WHAT TO DO — Write out all of the data again, exactly as it reads.

_ _ _ _ _

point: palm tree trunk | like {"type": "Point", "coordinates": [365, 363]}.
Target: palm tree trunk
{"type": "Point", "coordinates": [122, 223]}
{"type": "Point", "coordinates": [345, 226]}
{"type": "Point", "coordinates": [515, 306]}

_ _ _ _ _

OUTPUT OF THE TASK —
point: palm tree trunk | like {"type": "Point", "coordinates": [365, 363]}.
Target: palm tree trunk
{"type": "Point", "coordinates": [122, 223]}
{"type": "Point", "coordinates": [345, 226]}
{"type": "Point", "coordinates": [515, 306]}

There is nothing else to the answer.